▶ _Stated problem_: Recast the listing, from the line containing "Please provide the mask of every instance of the river." through the end of the listing, as a Markdown table with the columns No. and Text. Give each nonblank line its own numbered row, skip blank lines, and leave the pictures out.
···
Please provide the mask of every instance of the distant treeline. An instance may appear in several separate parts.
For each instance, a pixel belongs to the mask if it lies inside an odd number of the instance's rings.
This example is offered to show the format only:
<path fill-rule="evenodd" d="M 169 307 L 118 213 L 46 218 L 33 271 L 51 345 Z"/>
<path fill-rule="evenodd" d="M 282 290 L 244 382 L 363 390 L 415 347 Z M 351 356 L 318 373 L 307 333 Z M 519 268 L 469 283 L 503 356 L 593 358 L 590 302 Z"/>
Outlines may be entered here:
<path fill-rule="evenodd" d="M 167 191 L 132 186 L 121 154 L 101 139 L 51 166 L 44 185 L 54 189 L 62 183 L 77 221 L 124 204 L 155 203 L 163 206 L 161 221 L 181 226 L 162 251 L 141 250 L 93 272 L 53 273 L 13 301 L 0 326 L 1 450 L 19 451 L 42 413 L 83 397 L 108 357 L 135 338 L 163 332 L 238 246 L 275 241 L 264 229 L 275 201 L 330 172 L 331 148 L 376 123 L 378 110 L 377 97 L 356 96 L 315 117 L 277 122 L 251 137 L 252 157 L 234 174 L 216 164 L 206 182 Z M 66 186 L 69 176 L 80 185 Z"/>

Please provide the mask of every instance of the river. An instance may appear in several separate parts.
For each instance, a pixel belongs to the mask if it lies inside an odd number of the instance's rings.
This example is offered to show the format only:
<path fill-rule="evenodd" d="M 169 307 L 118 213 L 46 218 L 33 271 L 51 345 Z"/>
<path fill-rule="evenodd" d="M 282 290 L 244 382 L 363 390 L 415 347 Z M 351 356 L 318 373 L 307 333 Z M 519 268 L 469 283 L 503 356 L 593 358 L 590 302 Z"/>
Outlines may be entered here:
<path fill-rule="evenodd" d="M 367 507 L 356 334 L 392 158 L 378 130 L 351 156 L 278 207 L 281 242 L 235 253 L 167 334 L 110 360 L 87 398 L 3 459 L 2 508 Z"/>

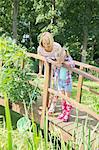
···
▶ _Solution to this problem_:
| No. | Text |
|---|---|
| 1 | Please provide the mask of every instance of the river. An instance may appear in several separate parts. |
| 2 | For each instance, a pixel belongs to the mask if it lies inside an odd number of the instance's rings. |
| 3 | This example is offered to show the format only: |
| 4 | <path fill-rule="evenodd" d="M 169 307 L 118 213 L 46 218 L 33 271 L 51 345 Z"/> |
| 5 | <path fill-rule="evenodd" d="M 282 290 L 244 382 L 363 390 L 415 347 Z M 351 356 L 318 373 L 307 333 Z M 519 268 L 469 283 L 503 356 L 593 358 L 590 302 Z"/> |
| 6 | Outlines may be entered here: |
| 7 | <path fill-rule="evenodd" d="M 367 507 L 356 334 L 392 158 L 378 130 L 351 156 L 278 207 L 281 242 L 235 253 L 167 334 L 110 360 L 87 398 L 3 459 L 2 508 Z"/> |